* **THE TASK**
Exactly repeat the line that contains "Task: annotate the red spatula.", then every line after it up to and including the final line.

* **EXCERPTED DATA**
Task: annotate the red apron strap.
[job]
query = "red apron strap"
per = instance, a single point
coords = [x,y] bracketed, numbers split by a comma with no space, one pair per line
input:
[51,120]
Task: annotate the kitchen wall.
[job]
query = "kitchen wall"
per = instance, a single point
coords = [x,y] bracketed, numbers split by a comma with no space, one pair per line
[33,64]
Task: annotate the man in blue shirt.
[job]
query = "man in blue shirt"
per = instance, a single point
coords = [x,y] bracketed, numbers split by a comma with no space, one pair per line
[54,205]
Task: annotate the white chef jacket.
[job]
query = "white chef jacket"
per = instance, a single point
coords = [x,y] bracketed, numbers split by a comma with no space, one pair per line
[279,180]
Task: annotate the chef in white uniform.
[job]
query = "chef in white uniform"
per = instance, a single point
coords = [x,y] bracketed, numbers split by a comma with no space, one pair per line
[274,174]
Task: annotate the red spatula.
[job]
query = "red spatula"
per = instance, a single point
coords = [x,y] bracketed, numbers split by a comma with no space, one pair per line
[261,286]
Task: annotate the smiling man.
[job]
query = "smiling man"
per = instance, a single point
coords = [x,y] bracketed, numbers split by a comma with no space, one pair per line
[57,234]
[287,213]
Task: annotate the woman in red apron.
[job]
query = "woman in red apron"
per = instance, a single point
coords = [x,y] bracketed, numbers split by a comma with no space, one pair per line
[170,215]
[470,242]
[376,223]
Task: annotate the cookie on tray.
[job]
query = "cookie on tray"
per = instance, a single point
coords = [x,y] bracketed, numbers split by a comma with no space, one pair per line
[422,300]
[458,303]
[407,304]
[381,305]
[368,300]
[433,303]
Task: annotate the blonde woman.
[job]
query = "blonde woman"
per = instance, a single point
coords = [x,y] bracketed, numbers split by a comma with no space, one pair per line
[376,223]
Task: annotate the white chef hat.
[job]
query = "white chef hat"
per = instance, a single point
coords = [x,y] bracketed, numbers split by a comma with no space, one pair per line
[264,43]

* **FULL OUTPUT**
Task: annotate the red spatula.
[job]
query = "red spatula"
per = instance, a single point
coords = [x,y] bracketed, numbers split by a comma with no space, one pair per line
[261,286]
Task: annotate the smiling man.
[job]
query = "smiling man"
per = instance, a single point
coords = [x,y] bracketed, numbers split by a comma with no space, one pair per line
[57,234]
[287,213]
Task: annotate the woman in red apron.
[job]
query = "woman in red apron"
per = instance, a single point
coords = [x,y] bracketed, numbers split by a comma with no space, one pair per line
[170,215]
[470,242]
[376,223]
Task: annotate the cookie on tray.
[job]
query = "cookie on tray"
per = instance, a single point
coords = [x,y] bracketed, numbers split by a comma with no space, one pair per line
[422,300]
[458,303]
[407,304]
[381,305]
[368,300]
[433,303]
Task: annotate the blonde woman.
[job]
query = "blonde woman"
per = instance, a single point
coords = [x,y] bracketed, numbers split by a comma with no space, one pair per line
[376,223]
Task: annotate the white chef hat.
[job]
query = "white chef hat"
per = instance, a single point
coords = [x,y] bracketed, numbers split by a comma with no space, one pair per line
[264,43]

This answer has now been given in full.